Source document.
● ● ●
I have been in the “worse” phase for the past several days. Most of the time, I can’t even open my right eye because it is extremely sensitive to any amount of daylight. He didn’t give me anything for the pain, which has made it difficult to do anything. I’ve had 3 talks in the past 4 days and another one tonight, and yesterday, I had to teach two yoga classes. As soon as one of my students sat down in front of me yesterday, she gasped, “Oh, my God!”.
One painful ailment on top of another.
Driving has been the most excruciating time for me. I have to keep my right eye closed, but even so, the light is still able to get in. Even with my hat pulled down as low as possible, the two sun visors down, and my hand covering my eyes, it is extremely painful, and very dangerous! I am driving nearly blind! I thought driving in the night would be better, but the car lights hurt my eyes, and the motion is also very difficult for them.
What I really wonder about, is how I managed to keep hiking the AT with this infection in both of my eyes! I remember the searing pain, the inability to open my eyes due to the extreme light sensitivity, having to hike nearly blind until I reached one of the dirtiest hostels on the trail, lying sick on the disgusting bunkbeds, and searching through a water soaked and bug ridden phone book to make an appointment with an eye doctor in town. That eye doctor gave me steroid antibiotics and the next day, I was back hiking the rest of the trail to Maine! Maybe the steroids helped me with the pain, or maybe it was my super-human thru-hiking persona that got me through. These days, in the comfort of my apartment with the ability to rest a great amount, I am stripped of my healing powers, and so I must wait and wait and wait…
One of my friends said that I am an interesting combination of strong and fragile. That is for sure!
I am so glad that I did not go through with the surgery on the 8th with the bad doctor. One of my yoga students gave me the name of an orthopedist in Lexington who accepts Masshealth (every other one I tried does not!). I have to wait until February 2nd to even be seen by him, however. In the meantime, I am trying out castor oil packs, which I happened to see mentioned in a comment while I was reading about torn meniscuses.
● ● ●
Tasks for this exercise.
1. From the post about the eye infection, extract the stretch from "Driving has been" through "difficult for them.".
2. According to the post about the eye infection, on what date can the writer first be seen by the orthopedist in Lexington?
3. Continue the post about the eye infection from the point where it stops.

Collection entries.
● ● ●
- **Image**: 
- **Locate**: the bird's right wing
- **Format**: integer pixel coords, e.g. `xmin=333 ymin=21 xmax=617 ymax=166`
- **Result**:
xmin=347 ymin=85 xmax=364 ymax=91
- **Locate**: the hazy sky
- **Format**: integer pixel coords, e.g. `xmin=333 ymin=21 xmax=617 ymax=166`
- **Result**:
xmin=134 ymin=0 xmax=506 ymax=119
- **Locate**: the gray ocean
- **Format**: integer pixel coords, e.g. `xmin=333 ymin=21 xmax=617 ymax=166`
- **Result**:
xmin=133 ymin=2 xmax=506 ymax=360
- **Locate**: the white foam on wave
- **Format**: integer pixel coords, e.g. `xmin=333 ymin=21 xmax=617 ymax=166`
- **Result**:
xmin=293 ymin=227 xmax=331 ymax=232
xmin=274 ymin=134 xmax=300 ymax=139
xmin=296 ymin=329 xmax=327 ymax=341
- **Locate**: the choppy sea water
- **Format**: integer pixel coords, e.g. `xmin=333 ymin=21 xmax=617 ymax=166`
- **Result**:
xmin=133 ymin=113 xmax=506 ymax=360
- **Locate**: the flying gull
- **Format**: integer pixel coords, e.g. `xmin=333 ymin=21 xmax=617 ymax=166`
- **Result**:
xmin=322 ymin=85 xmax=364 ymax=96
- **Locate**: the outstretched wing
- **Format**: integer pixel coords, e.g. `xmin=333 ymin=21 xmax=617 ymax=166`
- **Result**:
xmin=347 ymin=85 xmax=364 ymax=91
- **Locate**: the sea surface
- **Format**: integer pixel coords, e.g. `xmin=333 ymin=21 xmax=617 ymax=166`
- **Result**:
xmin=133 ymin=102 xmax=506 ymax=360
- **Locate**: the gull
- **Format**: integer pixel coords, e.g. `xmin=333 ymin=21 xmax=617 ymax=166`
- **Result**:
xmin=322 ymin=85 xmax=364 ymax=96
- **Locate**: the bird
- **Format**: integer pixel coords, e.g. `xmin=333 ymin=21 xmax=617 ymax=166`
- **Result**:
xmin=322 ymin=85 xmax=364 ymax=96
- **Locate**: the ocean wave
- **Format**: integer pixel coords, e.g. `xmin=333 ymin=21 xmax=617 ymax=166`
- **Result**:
● ● ●
Responses.
1.
Driving has been the most excruciating time for me. I have to keep my right eye closed, but even so, the light is still able to get in. Even with my hat pulled down as low as possible, the two sun visors down, and my hand covering my eyes, it is extremely painful, and very dangerous! I am driving nearly blind! I thought driving in the night would be better, but the car lights hurt my eyes, and the motion is also very difficult for them.

2. February 2nd

3.
I gave my chiropractor my MRI report and he said he didn’t realize it was that bad! “I didn’t know about this lateral part.” The tear was as clear as daylight to me as soon as I saw the MRI (well before the doctor said anything.) It is a large, lateral complex tear, with a flap and probable dislodged pieces. There is also an accompanying cyst and wear on the patella (which I can feel!). In other words, I have withstood an incredible amount of pain! (And now I know that I hiked the Colorado Trail and the PCT with a partially torn meniscus!) Whenever I try to pretend that it is okay for a moment, it immediately gives out and starts hurting more. I think the castor oil pack can help dissolve the cyst and maybe send some healing agents in for the damaged cartilage.
I can’t believe the surgeon had no suggestions at all for pain relief. He didn’t even take me seriously until after the MRI report came back, and then he mentioned surgery for the first time (practically just in passing as he was getting ready to leave the room. “There are always risks, but in your case, the benefits greatly override the risks.” I was glad that I had read enough beforehand to know this was coming… That day, the pain was still so high, that I agreed I better just get it done. But after not being able to be seen by a better surgeon due to my type of health insurance, I knew I needed to buy some time and not rush into surgery with someone I don’t feel comfortable with. Since then, the pain level has been decreasing and I have been able to walk a little bit better. Straightening my leg still hurts, and any type of hip opener is still inaccessible, but at least I can breathe, sleep, and do some types of movement now!
Hopefully, by February, I will be back on my feet, able to see, and ready to re-start my intentions for the year!